--- begin THE INPUT ---
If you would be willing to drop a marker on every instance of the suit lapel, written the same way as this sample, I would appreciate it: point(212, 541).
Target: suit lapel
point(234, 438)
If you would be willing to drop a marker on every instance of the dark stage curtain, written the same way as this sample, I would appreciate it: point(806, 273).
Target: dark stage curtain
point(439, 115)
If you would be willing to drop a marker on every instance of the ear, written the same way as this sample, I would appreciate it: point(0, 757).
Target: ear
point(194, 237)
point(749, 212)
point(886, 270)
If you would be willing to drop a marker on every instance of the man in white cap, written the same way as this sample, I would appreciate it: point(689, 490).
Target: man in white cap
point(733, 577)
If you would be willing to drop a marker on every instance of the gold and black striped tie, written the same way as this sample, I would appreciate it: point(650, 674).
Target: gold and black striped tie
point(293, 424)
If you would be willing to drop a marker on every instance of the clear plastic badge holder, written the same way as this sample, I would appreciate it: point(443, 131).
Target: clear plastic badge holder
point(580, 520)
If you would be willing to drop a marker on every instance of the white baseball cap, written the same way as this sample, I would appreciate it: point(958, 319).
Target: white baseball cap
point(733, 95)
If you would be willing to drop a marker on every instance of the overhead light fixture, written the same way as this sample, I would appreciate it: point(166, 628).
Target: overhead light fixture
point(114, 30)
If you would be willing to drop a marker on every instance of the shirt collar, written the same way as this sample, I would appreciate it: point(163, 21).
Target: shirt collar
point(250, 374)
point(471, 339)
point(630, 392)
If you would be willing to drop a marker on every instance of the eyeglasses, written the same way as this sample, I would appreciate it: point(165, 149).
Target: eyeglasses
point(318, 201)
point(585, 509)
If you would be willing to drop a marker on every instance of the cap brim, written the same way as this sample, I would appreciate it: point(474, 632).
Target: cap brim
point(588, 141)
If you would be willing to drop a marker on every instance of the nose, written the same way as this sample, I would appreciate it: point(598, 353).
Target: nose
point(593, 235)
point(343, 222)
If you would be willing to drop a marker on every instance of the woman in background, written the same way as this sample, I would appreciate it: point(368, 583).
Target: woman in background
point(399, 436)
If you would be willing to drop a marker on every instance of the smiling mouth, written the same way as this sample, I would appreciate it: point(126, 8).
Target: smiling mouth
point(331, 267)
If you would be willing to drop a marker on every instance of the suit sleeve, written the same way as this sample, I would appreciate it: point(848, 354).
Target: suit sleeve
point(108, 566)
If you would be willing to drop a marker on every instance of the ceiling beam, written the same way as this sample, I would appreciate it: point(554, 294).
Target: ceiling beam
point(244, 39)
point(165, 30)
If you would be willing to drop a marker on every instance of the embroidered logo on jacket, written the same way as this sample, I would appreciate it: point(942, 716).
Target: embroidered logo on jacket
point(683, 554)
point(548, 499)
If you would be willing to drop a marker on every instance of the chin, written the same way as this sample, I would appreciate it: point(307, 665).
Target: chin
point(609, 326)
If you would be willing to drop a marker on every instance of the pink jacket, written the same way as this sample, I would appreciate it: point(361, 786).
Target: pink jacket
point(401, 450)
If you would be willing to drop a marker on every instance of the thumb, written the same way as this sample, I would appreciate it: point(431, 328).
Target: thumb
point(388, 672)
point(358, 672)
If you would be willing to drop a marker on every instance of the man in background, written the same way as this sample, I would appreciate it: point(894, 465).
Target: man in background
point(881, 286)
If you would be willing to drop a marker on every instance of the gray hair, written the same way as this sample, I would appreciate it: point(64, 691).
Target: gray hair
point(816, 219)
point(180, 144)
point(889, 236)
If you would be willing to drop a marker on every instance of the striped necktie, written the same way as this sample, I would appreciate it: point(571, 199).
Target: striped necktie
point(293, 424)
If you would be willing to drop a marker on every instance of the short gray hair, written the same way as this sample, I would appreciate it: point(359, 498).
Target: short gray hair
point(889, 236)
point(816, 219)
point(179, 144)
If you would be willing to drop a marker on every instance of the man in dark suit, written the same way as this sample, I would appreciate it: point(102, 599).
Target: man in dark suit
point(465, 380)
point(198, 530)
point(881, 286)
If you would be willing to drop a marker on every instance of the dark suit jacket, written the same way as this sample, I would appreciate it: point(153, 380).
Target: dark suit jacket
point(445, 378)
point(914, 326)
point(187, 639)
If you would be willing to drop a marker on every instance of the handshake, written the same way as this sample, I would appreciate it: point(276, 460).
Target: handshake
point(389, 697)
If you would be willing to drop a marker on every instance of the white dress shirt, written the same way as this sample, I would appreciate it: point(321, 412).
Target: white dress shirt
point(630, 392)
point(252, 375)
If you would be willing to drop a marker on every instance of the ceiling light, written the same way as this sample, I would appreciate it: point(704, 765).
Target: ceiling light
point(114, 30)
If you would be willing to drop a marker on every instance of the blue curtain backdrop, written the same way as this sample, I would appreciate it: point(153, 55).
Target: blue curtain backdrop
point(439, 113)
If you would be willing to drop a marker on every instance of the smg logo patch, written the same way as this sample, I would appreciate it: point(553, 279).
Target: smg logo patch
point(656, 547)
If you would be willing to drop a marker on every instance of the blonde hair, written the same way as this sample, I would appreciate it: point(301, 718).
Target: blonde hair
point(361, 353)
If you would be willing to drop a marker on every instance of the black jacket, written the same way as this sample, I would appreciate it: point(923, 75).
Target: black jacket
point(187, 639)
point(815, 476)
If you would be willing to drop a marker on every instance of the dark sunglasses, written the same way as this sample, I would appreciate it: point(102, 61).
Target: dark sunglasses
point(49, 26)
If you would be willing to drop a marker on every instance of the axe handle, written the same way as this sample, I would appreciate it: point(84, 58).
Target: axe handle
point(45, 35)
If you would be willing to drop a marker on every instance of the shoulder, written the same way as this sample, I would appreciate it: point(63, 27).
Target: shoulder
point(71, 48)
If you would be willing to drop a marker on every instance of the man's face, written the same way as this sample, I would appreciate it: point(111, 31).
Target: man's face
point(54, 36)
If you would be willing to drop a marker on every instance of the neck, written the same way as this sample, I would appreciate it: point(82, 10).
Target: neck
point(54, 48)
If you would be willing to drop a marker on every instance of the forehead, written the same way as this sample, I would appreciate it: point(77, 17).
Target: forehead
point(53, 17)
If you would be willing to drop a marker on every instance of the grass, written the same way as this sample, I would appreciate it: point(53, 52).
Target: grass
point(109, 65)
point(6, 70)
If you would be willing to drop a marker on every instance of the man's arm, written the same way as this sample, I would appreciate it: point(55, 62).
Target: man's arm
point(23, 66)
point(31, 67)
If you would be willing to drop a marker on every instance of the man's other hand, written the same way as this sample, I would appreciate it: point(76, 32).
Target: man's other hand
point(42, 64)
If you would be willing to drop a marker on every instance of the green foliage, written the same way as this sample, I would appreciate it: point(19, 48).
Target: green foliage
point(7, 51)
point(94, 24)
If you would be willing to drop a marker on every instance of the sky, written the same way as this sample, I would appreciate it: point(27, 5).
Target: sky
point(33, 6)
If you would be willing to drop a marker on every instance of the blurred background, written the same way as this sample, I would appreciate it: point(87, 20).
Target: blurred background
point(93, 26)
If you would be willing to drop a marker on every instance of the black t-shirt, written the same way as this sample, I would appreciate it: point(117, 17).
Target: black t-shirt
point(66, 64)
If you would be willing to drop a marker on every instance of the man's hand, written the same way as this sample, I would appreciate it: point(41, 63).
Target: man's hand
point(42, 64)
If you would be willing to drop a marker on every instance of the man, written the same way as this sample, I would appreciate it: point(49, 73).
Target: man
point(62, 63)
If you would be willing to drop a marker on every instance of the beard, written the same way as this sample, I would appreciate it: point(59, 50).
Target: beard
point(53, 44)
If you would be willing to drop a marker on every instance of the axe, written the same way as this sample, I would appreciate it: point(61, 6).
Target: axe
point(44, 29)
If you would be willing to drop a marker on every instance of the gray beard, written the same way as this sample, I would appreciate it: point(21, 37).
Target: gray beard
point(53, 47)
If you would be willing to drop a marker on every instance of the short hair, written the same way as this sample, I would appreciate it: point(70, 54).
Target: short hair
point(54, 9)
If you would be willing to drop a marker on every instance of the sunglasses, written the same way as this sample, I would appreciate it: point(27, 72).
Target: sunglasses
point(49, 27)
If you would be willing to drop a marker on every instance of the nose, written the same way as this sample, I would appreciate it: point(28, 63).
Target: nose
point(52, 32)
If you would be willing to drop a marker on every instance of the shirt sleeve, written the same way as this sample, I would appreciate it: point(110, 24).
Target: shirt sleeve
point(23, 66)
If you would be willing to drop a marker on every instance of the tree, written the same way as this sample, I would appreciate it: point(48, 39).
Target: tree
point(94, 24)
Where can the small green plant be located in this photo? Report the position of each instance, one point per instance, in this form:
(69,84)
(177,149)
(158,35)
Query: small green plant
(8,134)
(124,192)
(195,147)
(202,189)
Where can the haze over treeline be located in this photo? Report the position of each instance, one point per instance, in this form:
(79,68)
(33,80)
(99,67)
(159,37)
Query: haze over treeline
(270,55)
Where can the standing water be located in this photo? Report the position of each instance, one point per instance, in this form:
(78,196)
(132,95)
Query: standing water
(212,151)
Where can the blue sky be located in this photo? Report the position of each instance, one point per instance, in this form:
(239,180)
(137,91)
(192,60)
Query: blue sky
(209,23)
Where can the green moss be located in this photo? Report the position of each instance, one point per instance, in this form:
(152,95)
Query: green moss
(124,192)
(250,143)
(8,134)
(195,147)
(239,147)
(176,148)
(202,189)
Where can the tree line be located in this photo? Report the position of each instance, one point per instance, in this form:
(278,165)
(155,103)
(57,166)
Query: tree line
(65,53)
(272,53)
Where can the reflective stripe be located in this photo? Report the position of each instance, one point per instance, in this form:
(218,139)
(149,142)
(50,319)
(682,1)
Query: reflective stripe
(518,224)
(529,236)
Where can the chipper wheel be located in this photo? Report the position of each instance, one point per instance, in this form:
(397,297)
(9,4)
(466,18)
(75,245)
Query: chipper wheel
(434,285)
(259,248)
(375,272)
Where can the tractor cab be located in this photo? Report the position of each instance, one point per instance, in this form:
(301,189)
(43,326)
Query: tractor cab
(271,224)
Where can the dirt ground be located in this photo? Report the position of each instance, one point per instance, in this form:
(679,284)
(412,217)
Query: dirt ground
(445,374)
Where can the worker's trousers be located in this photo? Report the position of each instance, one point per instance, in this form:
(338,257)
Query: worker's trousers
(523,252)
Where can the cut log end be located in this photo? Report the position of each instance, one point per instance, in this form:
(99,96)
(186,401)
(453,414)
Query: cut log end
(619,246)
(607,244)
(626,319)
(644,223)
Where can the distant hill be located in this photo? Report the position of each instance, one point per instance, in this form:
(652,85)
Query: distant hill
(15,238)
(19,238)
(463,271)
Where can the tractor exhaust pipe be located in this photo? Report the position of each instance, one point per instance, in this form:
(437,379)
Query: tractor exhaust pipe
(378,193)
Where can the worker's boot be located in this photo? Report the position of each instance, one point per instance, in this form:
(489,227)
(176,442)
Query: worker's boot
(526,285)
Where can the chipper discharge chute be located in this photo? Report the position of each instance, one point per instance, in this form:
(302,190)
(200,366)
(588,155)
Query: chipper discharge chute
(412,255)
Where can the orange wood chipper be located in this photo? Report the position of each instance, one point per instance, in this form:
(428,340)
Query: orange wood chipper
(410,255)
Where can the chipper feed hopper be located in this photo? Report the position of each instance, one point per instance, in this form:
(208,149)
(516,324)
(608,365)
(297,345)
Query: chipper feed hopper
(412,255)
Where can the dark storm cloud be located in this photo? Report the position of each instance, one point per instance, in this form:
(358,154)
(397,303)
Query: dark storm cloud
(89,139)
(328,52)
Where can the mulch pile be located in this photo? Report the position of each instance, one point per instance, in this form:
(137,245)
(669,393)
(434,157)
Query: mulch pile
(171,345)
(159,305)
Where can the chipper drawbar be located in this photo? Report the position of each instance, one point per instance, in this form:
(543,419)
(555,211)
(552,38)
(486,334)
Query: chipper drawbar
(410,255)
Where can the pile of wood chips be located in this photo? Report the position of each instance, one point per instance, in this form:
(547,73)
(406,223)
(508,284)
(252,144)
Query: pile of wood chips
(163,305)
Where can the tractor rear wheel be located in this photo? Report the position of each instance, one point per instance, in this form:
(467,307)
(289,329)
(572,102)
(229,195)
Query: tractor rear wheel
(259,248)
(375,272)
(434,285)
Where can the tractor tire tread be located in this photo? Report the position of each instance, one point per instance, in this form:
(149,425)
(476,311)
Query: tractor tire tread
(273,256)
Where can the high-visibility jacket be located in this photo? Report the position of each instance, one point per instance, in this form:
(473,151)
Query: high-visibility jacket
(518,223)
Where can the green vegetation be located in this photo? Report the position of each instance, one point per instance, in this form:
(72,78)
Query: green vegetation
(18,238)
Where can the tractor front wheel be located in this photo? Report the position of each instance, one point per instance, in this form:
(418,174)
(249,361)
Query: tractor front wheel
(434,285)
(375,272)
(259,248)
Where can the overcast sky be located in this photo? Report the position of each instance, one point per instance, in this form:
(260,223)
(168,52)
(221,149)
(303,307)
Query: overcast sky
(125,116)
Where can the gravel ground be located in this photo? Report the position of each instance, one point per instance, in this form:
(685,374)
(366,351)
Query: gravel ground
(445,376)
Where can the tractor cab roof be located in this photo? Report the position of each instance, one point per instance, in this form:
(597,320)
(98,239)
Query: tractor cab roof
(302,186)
--- end THE INPUT ---
AIM - Copy word for word everything from the line containing "Where can the overcast" down to the end of the listing, that line included.

RIGHT ANSWER -
Where can the overcast sky be located in this photo? Report the position of each instance, one point per instance, in this form:
(260,223)
(168,52)
(221,149)
(303,307)
Query: overcast sky
(125,116)
Where can the gravel ground be located in this photo? Report the position of each instance, one point per instance, in this form:
(685,374)
(366,351)
Query: gravel ground
(445,376)
Where can the tractor cab roof be located in this photo? Report the position of each instance, one point per instance, in this form:
(597,320)
(98,239)
Query: tractor cab roof
(302,186)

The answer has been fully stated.